* start Excerpt *
You've decided to stop editing your own videos. Smart move. Now comes the next question — and it's the one that determines everything about your search:
How much does it cost to hire a video editor?
Quick answer: Video editor costs in 2026 range from $15–$150/hour for freelancers, $55,000–$95,000/year for an in-house hire, and $195–$995/month for a flat-rate subscription service. For most creators and small businesses posting regularly, a subscription plan delivers the best value by a significant margin.
The right answer for you depends on how many videos you publish, what level of quality you need, and how much management overhead you're willing to take on. This guide breaks it all down — with real 2026 numbers — so you can make a confident decision.
What Affects the Cost of Hiring a Video Editor?
Before looking at price ranges, it helps to understand what drives them. Two videos that look similar on the surface can cost very different amounts to edit — here's why:
Video length and complexity
A 2-minute product ad and a 20-minute YouTube tutorial require completely different amounts of editor time. Longer videos, multiple camera angles, motion graphics, and heavy color grading all push the cost up. A simple talking-head video with basic cuts will always be cheaper than something with animations, custom graphics, and sound design.
* end Excerpt *
* start Extracted data *
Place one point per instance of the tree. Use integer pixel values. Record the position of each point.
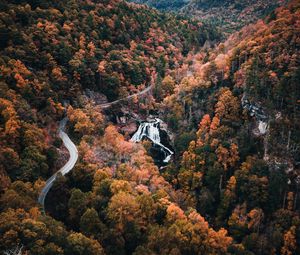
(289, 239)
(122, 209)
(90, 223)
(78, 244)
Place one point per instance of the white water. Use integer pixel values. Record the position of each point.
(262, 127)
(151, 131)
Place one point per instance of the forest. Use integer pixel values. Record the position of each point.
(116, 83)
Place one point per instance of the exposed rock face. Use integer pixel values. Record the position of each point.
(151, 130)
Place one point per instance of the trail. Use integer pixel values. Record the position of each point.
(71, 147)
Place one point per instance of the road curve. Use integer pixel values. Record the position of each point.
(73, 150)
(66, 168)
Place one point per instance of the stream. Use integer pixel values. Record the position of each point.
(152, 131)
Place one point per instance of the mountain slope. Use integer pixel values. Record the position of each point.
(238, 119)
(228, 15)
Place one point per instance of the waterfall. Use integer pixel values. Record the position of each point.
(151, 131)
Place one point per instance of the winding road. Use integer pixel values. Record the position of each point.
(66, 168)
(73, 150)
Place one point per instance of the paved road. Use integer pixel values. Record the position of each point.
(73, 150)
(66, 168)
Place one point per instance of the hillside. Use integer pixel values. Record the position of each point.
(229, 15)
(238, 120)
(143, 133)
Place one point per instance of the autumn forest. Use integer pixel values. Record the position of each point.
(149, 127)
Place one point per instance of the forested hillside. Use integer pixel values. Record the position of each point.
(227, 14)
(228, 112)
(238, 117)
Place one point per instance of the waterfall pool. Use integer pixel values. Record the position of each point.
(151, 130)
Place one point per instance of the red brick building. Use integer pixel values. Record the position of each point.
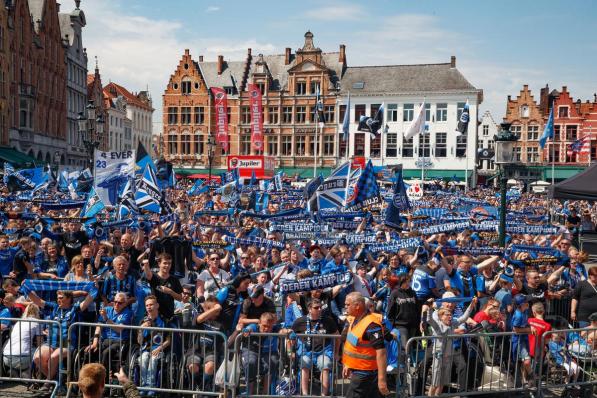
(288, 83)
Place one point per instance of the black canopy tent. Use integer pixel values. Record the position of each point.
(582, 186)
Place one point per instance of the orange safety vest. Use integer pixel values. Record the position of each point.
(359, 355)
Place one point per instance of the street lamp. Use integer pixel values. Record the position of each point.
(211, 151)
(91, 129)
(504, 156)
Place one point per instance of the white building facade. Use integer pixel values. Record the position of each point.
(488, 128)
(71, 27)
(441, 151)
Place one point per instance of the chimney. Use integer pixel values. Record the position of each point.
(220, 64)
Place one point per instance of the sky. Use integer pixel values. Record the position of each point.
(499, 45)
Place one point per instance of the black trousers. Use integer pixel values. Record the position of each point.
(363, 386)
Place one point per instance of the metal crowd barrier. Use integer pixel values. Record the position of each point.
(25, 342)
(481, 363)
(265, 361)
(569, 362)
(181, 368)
* end Extracted data *
What this task involves
Pick up the guide on video editor costs from its last sentence and continue writing it.

In response
Editor experience level
Junior editors charge $15–$40/hour. Senior editors who can handle color grading, motion graphics, and complex multi-cam work charge $75–$150/hour — or significantly more for broadcast and agency work. The difference in output quality is usually visible.
Turnaround time
Rush jobs cost more. If you need a video in 24 hours, expect to pay a premium. Standard turnaround for a freelancer is 3–7 days; a dedicated service like editvideo.io guarantees 48 hours at no extra charge.
Revision rounds
Freelancers typically include one or two revision rounds before charging extra. If you're the type of creator who refines your videos heavily, unlimited revisions — standard with most subscription services — can save you significant money over time.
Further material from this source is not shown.